The appellant also submits that other publicly available information is more helpful in determining the amount of reserves of other pit owners. He submits for examples, helpful information is found in Aggregate Resources Inventory Papers publications which provide analysis of the reserves all across the province, yearly Conformance Assessment Reports (CARs) for each pit, site plans for pits, and records of visits to sites by Ministry officials. He submits that disclosing the tonnage of pits would “be of only modest use by the competition compared with other available information.” He also submits that information in tenders and bids is more useful to a competitor than the annual tonnage figures:

 

[The] tonnage figures that I have requested do not contain particularly important information to competitors compared with other available information arising such as that from tenders.

 

The appellant disputes that the aggregate industry is particularly competitive. He takes the position because aggregates are extremely heavy, and because their price per tonne is low the primary cost of aggregates is the cost of transportation which leads to the result that a local pit may hold a near monopolistic position with respect to nearby uses of aggregates.

 

He also disputes the following positions put forward by the Ministry and the affected parties:

 

         that tonnage figures are “informational assets” because, the appellant submits, the operator does not create or fabricate this information,

 

         that tonnage information is “commercially sensitive” because, the appellant submits, they do not provide details about reserves or market share size.

 

In sum, the appellant submits:

 

[T]here will not be significant harm, and no undue loss or gain, to the [operator] or other aggregate operators by releasing tonnage figures.  Indeed, such information is already available for non-aggregate mining and those operations presumably are not suffering from harm as a result.  Tonnage figures are too rough a predictor of value or of reserve to provide much advantage to competitors. Besides, there would be a level playing ground [amongst] all operators once these figures were generally made accessible.

 

In its reply, the association responds to the appellant’s arguments. First, the association concedes that there are many different types of aggregate but argues that this increases the competitive value of the type of information at issue. It argues that a competitor can deduce, from the physical properties of the reserve in a particular pit, the type of aggregate in demand, and the annual tonnage information would then reveal the type of customers and potentially even the precise customers to whom the aggregate was sold. This type of information, the association submits, is competitively sensitive as it would enable a competitor to go after those customers and seek to underbid the current supplier.
──────
__Short problem A__
Answer these from the tonnage excerpt:
(i) According to the appellant, what is the primary cost of aggregates?
(ii) For what kind of mining does the appellant say tonnage information is already available?
(iii) What does the association concede in its reply about aggregate?
__Short problem B__
List the sources of information the appellant names as examples in the sentence of the tonnage excerpt that begins "He submits for examples".
__Short problem C__
Repeat the passage of the tonnage excerpt from "The appellant disputes" up to and including "market share size.".
The data that come after this text are not needed.
──────
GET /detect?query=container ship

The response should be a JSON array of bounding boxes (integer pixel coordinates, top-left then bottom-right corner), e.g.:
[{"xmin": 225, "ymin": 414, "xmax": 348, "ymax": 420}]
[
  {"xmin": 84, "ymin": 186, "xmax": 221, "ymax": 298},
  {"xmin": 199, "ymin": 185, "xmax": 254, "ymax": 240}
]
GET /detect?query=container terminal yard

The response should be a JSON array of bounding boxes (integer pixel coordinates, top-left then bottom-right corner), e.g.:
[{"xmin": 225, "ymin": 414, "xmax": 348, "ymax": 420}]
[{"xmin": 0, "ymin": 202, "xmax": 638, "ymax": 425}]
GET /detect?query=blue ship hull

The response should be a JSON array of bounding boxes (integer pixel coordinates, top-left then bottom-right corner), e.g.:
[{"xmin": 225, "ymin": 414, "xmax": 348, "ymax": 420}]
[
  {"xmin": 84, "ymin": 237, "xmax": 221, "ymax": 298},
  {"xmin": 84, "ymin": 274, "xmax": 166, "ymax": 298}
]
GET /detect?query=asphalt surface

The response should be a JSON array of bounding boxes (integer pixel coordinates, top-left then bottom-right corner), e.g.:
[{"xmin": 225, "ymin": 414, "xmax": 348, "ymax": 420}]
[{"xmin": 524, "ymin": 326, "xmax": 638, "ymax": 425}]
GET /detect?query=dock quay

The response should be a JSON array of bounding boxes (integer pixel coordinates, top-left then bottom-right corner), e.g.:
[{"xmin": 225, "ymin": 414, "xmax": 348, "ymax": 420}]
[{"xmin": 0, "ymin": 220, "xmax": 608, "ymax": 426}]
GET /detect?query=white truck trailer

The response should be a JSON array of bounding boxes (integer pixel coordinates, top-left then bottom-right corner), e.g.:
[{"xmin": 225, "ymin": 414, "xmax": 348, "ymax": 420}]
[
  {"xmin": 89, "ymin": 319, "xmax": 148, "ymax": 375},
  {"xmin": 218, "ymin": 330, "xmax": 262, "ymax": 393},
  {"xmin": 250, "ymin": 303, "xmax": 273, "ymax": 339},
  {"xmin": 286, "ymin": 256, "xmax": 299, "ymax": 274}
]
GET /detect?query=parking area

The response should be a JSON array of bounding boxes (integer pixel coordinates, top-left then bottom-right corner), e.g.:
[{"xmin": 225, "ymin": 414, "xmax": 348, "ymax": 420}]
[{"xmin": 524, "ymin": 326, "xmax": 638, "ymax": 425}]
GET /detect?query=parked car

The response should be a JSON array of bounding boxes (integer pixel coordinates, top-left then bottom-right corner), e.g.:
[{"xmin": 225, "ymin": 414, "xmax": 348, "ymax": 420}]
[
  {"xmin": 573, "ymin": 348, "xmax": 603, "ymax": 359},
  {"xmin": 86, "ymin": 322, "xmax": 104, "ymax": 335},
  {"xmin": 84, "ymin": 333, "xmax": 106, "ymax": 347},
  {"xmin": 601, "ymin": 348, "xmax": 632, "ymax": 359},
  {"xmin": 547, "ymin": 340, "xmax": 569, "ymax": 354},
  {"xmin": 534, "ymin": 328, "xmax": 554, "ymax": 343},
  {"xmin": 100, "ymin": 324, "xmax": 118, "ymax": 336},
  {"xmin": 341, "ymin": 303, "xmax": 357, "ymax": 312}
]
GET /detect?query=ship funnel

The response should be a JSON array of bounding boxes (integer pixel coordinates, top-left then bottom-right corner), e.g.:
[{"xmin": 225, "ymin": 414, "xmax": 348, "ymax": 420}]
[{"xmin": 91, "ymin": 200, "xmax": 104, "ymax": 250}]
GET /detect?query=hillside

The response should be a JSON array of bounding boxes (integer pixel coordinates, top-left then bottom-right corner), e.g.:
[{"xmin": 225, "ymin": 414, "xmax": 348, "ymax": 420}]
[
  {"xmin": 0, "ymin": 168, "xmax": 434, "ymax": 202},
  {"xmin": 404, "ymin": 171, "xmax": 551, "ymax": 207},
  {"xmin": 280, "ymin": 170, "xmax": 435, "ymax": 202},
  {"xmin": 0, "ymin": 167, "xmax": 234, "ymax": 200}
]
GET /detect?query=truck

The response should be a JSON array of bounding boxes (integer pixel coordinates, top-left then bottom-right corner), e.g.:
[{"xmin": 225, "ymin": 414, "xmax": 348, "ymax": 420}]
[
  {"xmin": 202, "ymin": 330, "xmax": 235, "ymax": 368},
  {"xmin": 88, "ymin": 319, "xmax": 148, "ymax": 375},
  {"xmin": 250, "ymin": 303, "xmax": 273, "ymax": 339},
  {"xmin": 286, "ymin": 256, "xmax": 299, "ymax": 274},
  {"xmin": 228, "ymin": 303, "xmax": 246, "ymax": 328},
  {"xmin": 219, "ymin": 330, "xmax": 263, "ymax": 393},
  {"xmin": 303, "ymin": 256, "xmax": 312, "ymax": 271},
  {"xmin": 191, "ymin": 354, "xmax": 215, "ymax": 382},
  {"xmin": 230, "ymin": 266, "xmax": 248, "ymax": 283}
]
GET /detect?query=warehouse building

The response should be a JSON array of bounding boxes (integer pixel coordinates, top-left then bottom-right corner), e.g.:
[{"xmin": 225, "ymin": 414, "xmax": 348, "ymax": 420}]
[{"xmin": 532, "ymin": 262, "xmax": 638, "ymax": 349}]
──────
__Task output A__
(i) The cost of transportation.
(ii) Non-aggregate mining.
(iii) That there are many different types of aggregate.

__Task output B__
- Aggregate Resources Inventory Papers publications
- Yearly Conformance Assessment Reports (CARs) for each pit
- Site plans for pits
- Records of visits to sites by Ministry officials

__Task output C__
The appellant disputes that the aggregate industry is particularly competitive. He takes the position because aggregates are extremely heavy, and because their price per tonne is low the primary cost of aggregates is the cost of transportation which leads to the result that a local pit may hold a near monopolistic position with respect to nearby uses of aggregates.

 

He also disputes the following positions put forward by the Ministry and the affected parties:

 

         that tonnage figures are “informational assets” because, the appellant submits, the operator does not create or fabricate this information,

 

         that tonnage information is “commercially sensitive” because, the appellant submits, they do not provide details about reserves or market share size.